- _WRITTEN INSTRUCTION_
Count the lines in the records that contain the word "wall" and give only the number.

--- begin ---

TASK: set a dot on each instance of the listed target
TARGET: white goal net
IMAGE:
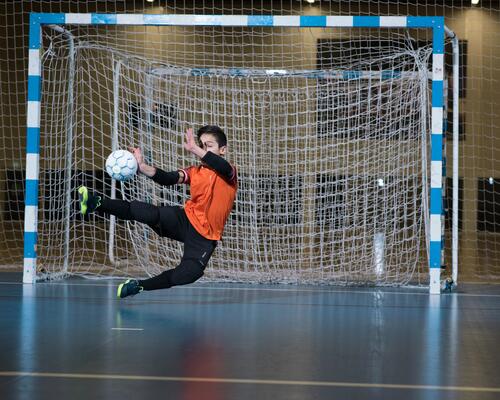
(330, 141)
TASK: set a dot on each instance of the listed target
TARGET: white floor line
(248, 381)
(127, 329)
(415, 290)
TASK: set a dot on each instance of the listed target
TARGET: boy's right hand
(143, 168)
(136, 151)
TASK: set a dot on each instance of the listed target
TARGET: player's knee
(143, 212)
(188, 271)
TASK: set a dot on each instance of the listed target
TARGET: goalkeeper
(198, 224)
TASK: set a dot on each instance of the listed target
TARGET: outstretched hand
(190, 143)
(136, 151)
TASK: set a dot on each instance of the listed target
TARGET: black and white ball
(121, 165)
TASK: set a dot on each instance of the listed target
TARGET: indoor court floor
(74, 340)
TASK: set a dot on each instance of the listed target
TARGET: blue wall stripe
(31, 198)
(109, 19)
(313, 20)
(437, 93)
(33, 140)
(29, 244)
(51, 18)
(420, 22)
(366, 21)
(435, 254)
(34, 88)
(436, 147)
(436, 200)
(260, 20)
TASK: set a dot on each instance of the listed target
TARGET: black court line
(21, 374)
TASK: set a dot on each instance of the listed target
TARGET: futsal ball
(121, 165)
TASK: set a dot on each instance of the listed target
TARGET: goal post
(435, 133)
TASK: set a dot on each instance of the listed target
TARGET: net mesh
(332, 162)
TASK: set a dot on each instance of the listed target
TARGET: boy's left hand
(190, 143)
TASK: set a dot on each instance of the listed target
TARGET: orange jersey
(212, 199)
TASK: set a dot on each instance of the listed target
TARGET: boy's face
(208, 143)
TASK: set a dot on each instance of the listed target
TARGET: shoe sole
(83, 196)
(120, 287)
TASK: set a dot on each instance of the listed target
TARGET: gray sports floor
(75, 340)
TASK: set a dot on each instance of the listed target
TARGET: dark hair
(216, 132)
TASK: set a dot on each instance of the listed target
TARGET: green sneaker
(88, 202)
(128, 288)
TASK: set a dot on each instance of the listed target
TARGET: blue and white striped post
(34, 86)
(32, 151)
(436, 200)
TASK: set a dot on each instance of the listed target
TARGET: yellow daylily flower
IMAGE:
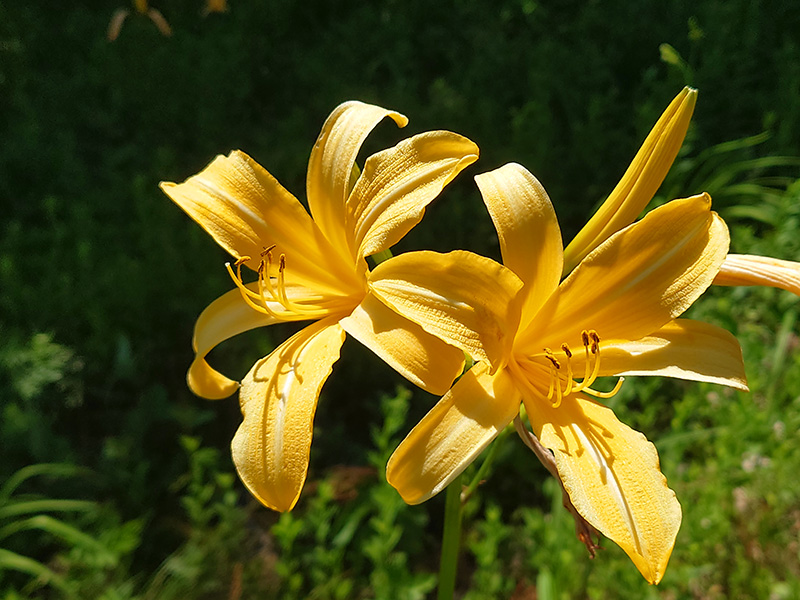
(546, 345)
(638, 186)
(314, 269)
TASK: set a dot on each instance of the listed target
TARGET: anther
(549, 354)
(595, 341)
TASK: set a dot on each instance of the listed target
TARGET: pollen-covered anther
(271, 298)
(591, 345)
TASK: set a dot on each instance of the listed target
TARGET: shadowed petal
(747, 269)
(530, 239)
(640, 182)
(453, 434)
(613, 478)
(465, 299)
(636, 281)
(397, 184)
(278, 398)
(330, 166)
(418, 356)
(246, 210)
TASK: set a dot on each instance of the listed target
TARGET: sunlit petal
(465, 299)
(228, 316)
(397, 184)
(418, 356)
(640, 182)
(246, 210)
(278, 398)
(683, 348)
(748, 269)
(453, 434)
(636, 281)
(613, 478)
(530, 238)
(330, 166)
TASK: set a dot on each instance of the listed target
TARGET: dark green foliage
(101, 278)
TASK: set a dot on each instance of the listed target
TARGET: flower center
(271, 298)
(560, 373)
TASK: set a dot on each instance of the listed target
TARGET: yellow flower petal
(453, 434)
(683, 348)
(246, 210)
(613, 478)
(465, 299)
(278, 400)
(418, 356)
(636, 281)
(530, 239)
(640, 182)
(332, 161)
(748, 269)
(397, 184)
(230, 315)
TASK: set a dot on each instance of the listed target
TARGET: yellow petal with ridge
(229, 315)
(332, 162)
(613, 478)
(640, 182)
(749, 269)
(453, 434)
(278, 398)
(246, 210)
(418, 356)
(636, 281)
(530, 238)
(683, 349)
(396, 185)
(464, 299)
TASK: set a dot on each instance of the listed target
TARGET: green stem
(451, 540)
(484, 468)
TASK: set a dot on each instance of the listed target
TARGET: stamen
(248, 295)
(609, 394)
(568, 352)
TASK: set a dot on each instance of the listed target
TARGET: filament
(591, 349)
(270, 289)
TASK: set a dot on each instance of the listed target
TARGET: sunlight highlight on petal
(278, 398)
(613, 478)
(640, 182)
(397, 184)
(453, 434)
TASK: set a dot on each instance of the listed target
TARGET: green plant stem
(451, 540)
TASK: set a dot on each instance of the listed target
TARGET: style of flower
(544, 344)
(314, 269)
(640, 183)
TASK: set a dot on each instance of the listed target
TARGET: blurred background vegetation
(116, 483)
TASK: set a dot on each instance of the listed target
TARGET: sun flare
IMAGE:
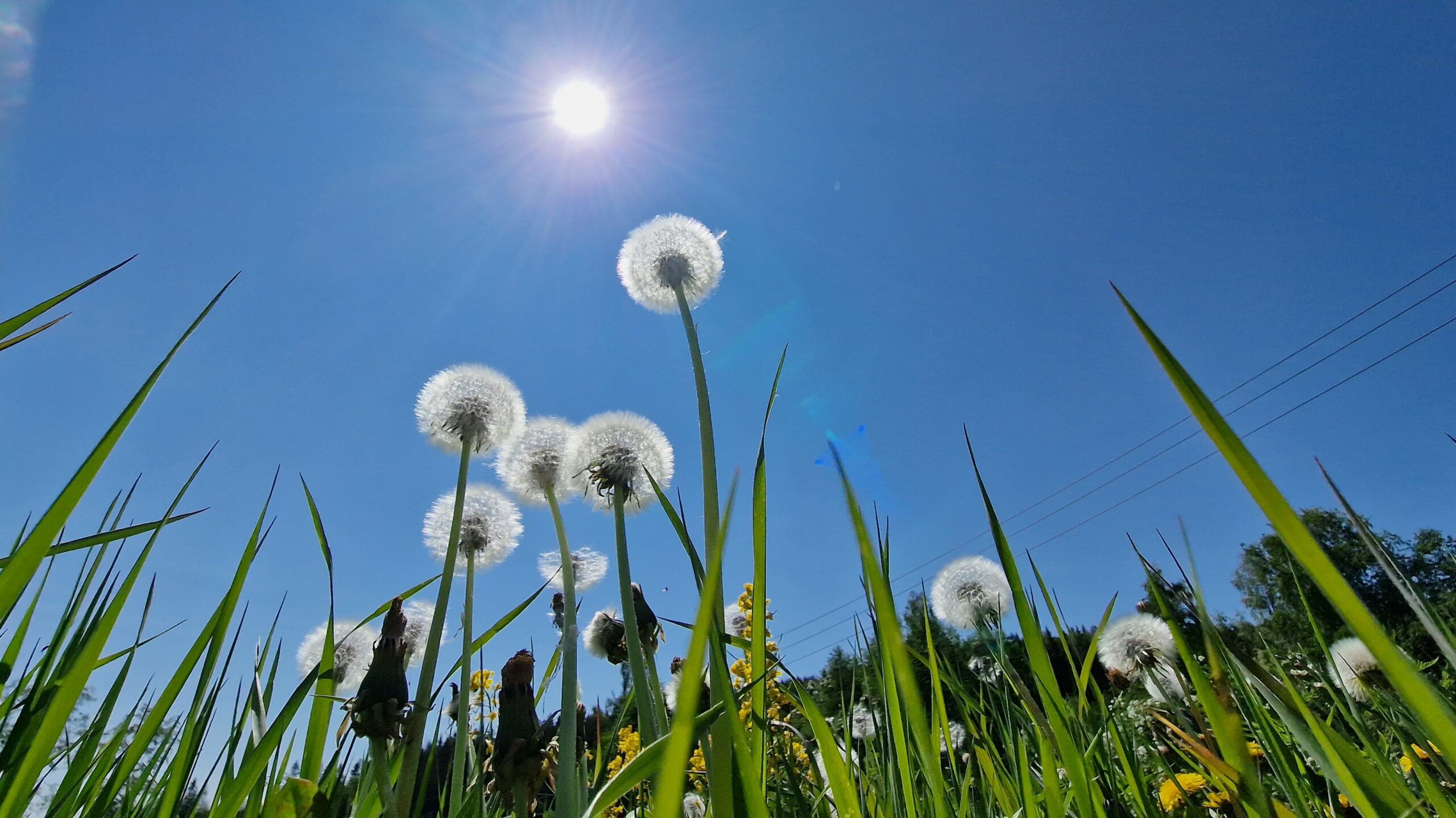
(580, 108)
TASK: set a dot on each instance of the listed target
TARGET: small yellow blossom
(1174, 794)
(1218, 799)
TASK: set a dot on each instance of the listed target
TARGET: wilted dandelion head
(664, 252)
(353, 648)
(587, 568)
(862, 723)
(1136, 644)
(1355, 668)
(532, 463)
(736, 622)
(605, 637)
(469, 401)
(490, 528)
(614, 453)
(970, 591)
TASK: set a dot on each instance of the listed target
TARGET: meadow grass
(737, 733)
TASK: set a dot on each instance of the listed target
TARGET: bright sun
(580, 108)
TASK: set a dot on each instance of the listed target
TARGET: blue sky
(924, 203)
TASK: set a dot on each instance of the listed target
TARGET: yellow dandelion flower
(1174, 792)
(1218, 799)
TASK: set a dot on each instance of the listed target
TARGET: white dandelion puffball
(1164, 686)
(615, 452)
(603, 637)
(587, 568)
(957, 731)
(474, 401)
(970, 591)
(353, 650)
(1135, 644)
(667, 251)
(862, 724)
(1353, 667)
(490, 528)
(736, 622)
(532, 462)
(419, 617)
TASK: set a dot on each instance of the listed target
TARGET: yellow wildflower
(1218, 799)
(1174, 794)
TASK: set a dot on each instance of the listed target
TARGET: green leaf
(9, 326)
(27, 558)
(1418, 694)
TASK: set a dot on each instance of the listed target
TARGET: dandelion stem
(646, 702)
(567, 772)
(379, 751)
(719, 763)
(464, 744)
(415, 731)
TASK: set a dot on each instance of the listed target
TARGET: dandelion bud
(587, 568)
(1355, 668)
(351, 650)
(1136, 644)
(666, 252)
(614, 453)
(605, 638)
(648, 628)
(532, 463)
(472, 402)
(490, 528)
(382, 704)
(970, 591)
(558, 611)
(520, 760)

--- end ---
--- begin ---

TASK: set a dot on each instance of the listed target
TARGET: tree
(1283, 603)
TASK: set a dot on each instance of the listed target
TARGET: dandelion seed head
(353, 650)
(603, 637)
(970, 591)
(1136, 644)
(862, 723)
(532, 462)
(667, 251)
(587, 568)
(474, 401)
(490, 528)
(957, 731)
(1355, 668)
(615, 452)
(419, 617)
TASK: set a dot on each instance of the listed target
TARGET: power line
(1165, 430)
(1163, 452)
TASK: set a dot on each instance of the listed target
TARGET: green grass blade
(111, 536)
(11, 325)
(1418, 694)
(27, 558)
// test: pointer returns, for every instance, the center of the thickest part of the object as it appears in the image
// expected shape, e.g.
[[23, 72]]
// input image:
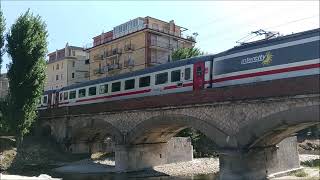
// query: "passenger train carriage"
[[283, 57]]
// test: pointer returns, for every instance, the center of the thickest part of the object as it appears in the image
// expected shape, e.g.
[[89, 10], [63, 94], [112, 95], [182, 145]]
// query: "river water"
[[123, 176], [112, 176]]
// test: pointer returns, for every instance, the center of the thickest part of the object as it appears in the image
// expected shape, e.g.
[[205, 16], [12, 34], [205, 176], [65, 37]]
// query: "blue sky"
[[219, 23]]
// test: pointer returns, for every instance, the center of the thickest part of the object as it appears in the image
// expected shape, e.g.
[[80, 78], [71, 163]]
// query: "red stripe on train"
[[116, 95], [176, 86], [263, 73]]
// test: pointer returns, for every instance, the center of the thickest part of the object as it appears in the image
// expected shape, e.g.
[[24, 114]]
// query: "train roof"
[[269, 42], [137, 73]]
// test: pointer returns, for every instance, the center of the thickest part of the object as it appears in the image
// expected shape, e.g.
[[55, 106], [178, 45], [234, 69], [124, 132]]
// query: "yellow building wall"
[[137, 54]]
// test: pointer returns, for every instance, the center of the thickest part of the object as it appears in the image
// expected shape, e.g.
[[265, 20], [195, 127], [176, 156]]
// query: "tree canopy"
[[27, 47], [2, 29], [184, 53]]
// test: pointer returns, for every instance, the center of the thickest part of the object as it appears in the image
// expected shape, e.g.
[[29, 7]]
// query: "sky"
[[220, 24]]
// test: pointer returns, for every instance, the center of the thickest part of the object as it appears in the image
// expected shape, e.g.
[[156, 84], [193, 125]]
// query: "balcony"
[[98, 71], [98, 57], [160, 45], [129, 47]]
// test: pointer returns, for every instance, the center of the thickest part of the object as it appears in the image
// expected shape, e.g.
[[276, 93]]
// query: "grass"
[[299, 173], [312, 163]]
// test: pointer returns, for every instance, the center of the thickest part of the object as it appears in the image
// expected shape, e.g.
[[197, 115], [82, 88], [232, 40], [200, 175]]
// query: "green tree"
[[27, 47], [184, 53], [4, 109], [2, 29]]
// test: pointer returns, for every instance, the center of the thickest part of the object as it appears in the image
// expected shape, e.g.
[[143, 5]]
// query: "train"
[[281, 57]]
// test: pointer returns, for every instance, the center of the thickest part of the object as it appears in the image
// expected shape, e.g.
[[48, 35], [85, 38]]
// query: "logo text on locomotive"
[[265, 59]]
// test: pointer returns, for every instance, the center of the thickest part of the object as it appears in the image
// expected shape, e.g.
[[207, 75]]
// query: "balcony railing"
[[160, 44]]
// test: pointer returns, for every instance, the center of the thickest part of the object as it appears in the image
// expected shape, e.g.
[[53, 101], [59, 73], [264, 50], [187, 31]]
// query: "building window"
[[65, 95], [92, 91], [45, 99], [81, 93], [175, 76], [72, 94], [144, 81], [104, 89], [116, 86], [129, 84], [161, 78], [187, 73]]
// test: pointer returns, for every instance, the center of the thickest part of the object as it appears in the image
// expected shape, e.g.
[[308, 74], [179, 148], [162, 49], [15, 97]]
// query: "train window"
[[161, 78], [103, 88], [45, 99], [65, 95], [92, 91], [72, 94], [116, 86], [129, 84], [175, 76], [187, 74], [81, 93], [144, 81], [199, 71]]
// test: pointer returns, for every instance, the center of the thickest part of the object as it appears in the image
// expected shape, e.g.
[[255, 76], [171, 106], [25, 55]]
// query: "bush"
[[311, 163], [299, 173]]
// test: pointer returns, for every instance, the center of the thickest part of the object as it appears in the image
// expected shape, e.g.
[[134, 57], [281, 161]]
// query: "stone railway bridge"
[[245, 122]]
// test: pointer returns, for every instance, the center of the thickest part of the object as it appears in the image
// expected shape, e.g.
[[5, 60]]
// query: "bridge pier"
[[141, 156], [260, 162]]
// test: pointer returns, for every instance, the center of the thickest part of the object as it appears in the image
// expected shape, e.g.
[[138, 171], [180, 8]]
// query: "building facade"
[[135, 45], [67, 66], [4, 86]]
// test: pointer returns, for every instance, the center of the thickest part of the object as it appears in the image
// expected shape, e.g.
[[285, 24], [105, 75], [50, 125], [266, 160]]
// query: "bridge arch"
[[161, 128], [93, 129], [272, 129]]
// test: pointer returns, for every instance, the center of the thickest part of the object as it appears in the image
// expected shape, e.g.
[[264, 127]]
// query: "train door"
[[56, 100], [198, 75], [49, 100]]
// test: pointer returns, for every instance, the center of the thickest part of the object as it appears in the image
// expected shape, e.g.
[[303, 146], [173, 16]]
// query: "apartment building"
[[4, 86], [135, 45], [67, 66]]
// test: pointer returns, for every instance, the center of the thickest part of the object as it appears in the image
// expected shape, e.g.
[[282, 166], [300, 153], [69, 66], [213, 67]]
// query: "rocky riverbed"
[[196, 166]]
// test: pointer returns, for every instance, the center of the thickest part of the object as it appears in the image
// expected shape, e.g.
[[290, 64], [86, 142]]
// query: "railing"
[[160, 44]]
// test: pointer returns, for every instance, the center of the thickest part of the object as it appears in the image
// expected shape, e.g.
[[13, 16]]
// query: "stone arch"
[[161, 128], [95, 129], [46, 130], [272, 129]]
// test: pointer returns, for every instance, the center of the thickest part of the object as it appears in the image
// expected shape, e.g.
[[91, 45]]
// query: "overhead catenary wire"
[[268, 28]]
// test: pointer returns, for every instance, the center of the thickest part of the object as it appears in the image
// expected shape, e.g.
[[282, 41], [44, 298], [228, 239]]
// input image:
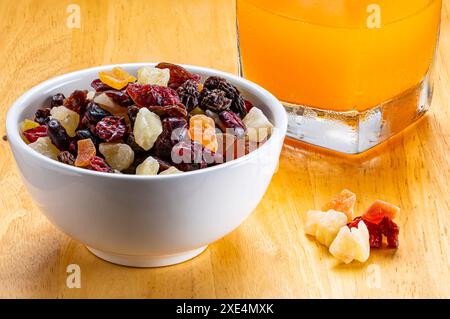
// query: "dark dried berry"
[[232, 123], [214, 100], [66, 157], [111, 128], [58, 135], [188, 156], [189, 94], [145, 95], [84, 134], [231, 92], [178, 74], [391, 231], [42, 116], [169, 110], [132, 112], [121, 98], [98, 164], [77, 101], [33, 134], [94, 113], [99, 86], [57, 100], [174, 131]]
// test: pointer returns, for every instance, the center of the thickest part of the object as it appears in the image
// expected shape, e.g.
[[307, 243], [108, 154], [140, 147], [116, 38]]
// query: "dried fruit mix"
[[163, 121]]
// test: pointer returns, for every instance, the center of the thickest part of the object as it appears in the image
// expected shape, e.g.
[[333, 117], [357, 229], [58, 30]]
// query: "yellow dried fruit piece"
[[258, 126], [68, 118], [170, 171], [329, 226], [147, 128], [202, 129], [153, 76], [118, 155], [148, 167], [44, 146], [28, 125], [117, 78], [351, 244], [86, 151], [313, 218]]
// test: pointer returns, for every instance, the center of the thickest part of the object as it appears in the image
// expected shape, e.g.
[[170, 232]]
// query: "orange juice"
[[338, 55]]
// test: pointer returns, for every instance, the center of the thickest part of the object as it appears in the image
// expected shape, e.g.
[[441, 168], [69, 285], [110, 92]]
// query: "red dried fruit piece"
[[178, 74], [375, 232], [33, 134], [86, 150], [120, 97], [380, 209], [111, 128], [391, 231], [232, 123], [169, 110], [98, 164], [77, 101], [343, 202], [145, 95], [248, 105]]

--- end ---

- _CORRECT ANSWER_
2